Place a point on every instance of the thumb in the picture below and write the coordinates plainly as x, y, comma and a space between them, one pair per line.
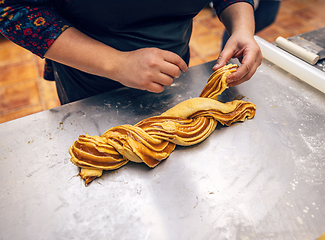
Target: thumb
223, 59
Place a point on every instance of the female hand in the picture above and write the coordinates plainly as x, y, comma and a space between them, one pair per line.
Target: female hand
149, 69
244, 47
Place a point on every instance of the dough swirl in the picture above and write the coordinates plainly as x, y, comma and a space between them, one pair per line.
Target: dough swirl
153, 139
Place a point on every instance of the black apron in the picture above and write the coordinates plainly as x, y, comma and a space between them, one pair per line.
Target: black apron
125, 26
++++++++++++++++++++
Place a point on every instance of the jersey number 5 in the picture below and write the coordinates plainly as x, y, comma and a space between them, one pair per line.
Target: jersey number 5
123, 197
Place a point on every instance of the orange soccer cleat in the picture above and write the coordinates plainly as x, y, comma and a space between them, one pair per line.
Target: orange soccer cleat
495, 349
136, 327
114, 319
++++++++++++++++++++
Exercise objective: Please count the lines in the records above that contain the word "every", treating uppercase and lowercase as different, and give only the number.

Response: 6